• **THE INPUT**
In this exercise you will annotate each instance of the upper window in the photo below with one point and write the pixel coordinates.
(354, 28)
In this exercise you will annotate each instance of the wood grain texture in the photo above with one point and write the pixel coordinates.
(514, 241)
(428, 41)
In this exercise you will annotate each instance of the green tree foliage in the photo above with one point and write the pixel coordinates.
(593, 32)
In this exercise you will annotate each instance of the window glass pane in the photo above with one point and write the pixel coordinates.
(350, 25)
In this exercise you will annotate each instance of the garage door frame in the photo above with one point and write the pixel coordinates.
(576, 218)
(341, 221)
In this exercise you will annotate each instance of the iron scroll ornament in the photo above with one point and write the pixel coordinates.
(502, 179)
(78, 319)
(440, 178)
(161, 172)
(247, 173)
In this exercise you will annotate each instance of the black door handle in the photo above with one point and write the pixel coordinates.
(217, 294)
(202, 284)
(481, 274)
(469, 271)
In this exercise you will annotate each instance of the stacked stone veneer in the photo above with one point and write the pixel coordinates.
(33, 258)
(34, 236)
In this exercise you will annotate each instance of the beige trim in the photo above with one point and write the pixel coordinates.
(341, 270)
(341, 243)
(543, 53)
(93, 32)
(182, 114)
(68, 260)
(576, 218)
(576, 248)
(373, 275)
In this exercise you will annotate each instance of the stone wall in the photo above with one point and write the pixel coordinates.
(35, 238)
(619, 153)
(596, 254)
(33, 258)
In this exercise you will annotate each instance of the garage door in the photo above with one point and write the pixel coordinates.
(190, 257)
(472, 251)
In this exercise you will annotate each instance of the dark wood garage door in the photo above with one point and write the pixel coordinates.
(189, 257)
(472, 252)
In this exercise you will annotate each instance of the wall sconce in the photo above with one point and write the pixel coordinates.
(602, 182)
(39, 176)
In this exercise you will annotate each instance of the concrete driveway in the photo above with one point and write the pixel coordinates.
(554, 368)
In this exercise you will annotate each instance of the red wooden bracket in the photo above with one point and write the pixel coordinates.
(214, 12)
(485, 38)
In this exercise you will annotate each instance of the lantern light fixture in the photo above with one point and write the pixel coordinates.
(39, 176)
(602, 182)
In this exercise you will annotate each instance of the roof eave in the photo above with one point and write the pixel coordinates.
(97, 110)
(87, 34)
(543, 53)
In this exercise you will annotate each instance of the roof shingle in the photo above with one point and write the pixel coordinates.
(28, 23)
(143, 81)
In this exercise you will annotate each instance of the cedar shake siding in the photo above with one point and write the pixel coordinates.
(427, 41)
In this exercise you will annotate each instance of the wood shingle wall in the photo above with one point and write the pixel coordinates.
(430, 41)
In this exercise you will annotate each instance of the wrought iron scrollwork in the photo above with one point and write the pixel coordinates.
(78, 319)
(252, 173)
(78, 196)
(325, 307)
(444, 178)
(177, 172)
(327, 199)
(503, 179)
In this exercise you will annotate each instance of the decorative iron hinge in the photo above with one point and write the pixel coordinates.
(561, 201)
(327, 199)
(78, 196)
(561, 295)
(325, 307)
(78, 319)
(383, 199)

• **GOAL OF THE EXERCISE**
Edit the listing above from the line containing "of the decorative" through the end of the listing, replacing "hinge" with "bracket" and leaving everything else unchanged. Give only those lines.

• **EXERCISE SOLUTION**
In this exercise you will annotate each instance of the decorative iron bracket in the photo above with one point and write the pixel coordinates.
(561, 201)
(327, 199)
(78, 196)
(561, 295)
(325, 307)
(78, 319)
(383, 199)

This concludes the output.